■ Given text:
The male body was found lying face down this morning at Harrowdown Hill, about five miles from Dr Kelly's home in Abingdon, Oxfordshire. No note was found either at the scene or at Dr Kelly's house.
The site is believed to be in the middle of an area of woodland on the top of the hill.
It is understood Dr Kelly's family will not be taken to formally identify the body until tomorrow. Police said the cause of death would not be revealed until a post-mortem has been carried out.
Dr Kelly, 59, was reported missing by his family at 11.45pm yesterday as he did not return after telling his wife he was going for a walk at 3pm.
Tony Blair was informed of the discovery of the body as he flew from Washington to Tokyo on his diplomatic marathon, Downing Street confirmed.
Dr Kelly found himself at the centre of a row over a BBC report claiming Downing Street "sexed up" a dossier on weapons of mass destruction after he was named as the possible "mole" who briefed reporter Andrew Gilligan.
The Government claimed Dr Kelly had come forward voluntarily to admit he had spoken to the reporter.
He faced a grilling on Tuesday by MPs on the Foreign Affairs Committee about what he told BBC reporter Andrew Gilligan, who filed the original report claiming that the Government had "sexed up" the weapons dossier.
Dr Kelly's appearance prompted an angry reaction from MPs on the committee who claimed that he had been "set up" by the Ministry of Defence, which had previously released a statement suggesting that he might have been the source.

■ Extracted material:
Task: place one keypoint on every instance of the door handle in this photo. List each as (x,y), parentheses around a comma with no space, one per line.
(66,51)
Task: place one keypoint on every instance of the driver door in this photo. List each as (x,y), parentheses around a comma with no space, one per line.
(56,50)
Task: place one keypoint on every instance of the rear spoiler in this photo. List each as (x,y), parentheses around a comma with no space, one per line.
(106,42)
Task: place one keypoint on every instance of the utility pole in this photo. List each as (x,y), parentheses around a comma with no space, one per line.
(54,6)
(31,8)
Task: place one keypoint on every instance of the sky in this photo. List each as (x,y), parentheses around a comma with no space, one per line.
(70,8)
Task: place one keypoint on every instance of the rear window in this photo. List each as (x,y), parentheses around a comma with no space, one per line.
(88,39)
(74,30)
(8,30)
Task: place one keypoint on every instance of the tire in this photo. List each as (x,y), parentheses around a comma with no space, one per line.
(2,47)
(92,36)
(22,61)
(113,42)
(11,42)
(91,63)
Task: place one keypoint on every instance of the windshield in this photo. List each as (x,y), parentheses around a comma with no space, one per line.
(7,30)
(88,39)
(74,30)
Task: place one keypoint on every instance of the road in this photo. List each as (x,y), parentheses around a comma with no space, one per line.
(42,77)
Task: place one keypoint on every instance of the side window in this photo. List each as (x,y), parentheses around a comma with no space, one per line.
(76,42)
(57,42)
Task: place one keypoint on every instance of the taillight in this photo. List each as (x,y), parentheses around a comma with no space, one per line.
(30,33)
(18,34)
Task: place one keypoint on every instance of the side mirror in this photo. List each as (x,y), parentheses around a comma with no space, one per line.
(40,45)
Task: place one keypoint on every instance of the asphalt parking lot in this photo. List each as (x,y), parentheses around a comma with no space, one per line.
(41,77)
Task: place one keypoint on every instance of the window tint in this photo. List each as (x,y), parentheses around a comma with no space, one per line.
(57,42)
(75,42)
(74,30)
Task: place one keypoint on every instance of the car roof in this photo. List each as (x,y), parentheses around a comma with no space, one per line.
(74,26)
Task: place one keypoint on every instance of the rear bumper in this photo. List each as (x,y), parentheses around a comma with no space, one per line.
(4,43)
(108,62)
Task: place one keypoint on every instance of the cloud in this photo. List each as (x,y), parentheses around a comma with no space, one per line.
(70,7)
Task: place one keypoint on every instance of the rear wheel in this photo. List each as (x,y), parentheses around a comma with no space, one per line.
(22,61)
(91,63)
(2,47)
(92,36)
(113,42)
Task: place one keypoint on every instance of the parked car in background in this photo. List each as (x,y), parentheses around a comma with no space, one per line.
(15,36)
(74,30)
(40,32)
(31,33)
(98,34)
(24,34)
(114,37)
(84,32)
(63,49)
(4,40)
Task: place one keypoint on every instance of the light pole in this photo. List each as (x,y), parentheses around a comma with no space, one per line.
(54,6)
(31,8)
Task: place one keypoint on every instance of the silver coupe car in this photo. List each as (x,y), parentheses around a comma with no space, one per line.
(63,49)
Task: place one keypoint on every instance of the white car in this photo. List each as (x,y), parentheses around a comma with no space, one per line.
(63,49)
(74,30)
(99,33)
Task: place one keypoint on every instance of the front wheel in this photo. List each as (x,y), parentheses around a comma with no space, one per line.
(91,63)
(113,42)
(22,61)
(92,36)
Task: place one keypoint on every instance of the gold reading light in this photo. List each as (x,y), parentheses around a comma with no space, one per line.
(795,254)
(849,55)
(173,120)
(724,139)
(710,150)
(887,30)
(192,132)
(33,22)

■ Problem to solve: Write a continuation of the news report about Dr Kelly, starting right after its last sentence.

■ Written answer:
Dr Kelly admitted he had met Mr Gilligan a week before he broadcast his story on the Radio 4 Today programme about the Iraq dossier.
But he said he did not think he could have been the source for the story, which became the subject of a bitter row between the Government, the BBC and critics of the war on Iraq.
Dr Kelly told MPs that Mr Gilligan's account of his conversation with his source for the story was so different from their conversation that he did not believe that he could be the source.
He told MPs: "From the conversation I had I don't see how he could make the authoritative statements he was making from the comments that I made."
Dr Kelly, who works in the MoD's counter-proliferation and arms control secretariat, said he had contacted his line manager after Mr Gilligan gave evidence to the committee because he thought it was possible he was the source.
He said they had met in the Charing Cross Hotel in London - where Mr Gilligan also met his source - and that elements of his story were similar to things they had discussed, such as a suggestion there was a 30 per cent probability Iraq had chemical weapons.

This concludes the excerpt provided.